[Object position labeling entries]
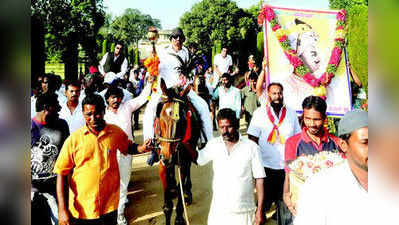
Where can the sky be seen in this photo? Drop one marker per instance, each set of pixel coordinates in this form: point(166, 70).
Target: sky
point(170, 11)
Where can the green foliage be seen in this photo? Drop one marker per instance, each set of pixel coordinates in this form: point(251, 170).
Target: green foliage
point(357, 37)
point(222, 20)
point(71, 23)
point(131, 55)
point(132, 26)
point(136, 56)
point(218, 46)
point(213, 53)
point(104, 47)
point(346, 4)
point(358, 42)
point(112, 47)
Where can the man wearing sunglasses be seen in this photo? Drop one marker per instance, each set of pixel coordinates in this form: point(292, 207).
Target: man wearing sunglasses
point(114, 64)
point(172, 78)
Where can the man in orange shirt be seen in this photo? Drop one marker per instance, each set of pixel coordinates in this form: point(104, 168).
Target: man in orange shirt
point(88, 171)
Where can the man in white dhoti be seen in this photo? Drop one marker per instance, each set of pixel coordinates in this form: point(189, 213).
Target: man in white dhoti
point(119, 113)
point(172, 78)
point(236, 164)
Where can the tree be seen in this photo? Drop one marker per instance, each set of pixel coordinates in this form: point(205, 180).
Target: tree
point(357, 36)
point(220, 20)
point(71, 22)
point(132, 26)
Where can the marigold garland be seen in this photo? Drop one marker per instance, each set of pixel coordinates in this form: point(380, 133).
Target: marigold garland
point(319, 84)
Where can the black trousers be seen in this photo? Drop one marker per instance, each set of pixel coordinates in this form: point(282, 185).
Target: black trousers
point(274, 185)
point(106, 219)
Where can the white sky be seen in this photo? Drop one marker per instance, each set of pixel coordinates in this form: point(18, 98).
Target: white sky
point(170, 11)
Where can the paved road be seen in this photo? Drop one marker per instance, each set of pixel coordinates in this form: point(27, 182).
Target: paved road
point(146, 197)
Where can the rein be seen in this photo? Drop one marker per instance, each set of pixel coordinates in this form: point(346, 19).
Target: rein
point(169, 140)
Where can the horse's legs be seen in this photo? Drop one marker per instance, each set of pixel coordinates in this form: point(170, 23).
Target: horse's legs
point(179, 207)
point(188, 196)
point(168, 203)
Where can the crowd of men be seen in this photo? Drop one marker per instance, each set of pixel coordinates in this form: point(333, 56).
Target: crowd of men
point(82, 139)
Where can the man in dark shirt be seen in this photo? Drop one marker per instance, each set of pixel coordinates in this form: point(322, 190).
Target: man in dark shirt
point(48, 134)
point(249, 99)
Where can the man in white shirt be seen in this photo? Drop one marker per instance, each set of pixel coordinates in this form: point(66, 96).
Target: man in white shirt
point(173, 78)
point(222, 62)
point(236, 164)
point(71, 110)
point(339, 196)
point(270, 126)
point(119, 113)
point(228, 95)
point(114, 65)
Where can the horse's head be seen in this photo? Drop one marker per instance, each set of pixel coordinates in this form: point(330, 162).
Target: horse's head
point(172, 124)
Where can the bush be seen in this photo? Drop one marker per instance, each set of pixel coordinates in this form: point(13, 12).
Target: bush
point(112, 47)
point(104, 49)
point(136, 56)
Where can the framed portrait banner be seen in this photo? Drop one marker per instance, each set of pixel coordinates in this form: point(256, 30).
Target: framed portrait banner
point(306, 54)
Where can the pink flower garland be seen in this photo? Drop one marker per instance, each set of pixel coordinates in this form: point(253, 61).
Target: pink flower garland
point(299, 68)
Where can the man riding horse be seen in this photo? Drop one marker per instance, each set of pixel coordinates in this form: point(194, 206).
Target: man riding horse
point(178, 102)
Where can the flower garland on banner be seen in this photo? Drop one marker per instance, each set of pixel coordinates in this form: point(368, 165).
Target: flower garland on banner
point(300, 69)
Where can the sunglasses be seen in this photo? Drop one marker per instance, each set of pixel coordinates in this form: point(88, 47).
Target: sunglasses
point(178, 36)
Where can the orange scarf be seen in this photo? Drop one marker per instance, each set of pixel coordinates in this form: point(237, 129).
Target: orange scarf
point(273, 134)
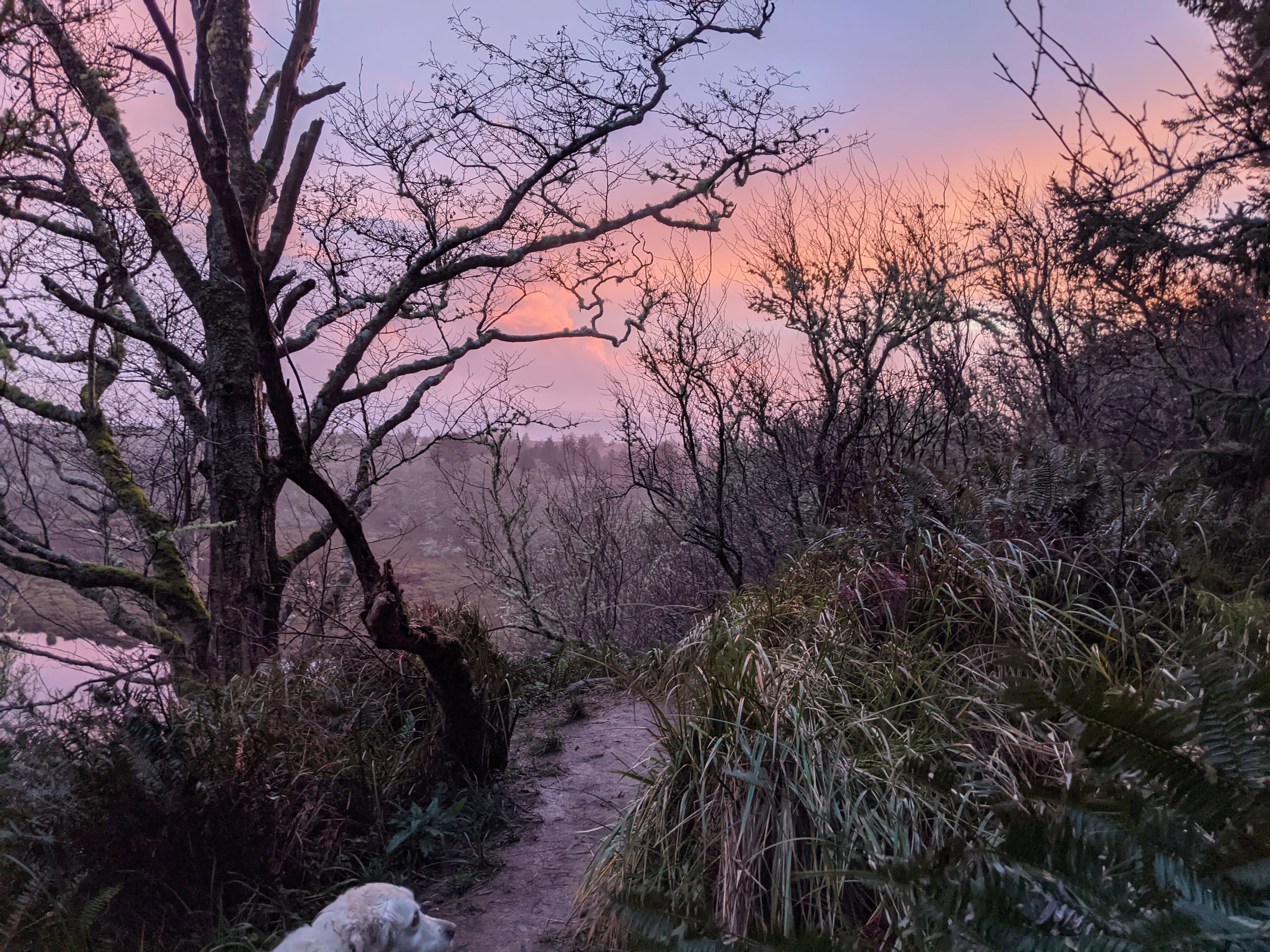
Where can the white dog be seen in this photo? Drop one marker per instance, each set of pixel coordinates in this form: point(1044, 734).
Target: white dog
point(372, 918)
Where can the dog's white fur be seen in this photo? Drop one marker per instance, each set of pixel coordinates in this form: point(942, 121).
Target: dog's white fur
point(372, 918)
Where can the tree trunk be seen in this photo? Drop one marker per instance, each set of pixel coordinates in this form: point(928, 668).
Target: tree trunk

What to do » Copy out exactly the lines between the line that contains "Where can the man in white shirt" and the last line of the records, both ends included; leave out every picture.

Reply »
Where can the man in white shirt be seen in this photo? Drop one marker per instance, each set of pixel coordinates in this form: point(66, 96).
Target: man in white shirt
point(173, 78)
point(222, 62)
point(236, 164)
point(71, 110)
point(339, 196)
point(270, 126)
point(119, 113)
point(228, 95)
point(114, 65)
Where can the horse's head be seen in this photo? Drop one marker per instance, each set of pixel coordinates in this form: point(330, 162).
Target: horse's head
point(172, 124)
Where can the bush be seen in this photo? Drop one marker per instance, each set of pixel coordinates in this form: point(13, 12).
Target: bush
point(112, 47)
point(104, 49)
point(136, 56)
Where can the framed portrait banner be seen in this photo? Drop one marker per instance, each set of pixel coordinates in this form: point(256, 30).
Target: framed portrait banner
point(306, 54)
Where can the pink flower garland be seen in this photo? Drop one marker per instance, each set of pixel coordinates in this form: point(253, 61).
Target: pink flower garland
point(299, 68)
Where can the man riding horse be seen in this photo? Drop one marker per instance, each set of pixel coordinates in this form: point(194, 206).
Target: man riding horse
point(178, 102)
Where can the flower garland on banner be seen in this photo? Drop one marker per instance, each set of pixel coordinates in this form: point(368, 165).
Target: flower garland on banner
point(300, 69)
Where can the sunglasses be seen in this photo? Drop one marker per instance, each set of pixel coordinates in this form: point(88, 47).
Target: sunglasses
point(178, 36)
Where can the orange scarf be seen in this photo? Drop one marker per instance, each set of pixel coordinates in this form: point(237, 129).
Target: orange scarf
point(273, 134)
Where can the white dog be seen in this photo? Drop one marker per instance, each set of pixel coordinates in this form: point(1044, 734).
Target: white dog
point(372, 918)
Where can the dog's white fur be seen in this photo? Drop one marker per instance, each set of pixel coordinates in this form: point(942, 121).
Target: dog's white fur
point(372, 918)
Where can the tree trunk be seen in this photo? Drop one marker per instance, each set of pixel coordinates in this form: point(928, 668).
Target: tree trunk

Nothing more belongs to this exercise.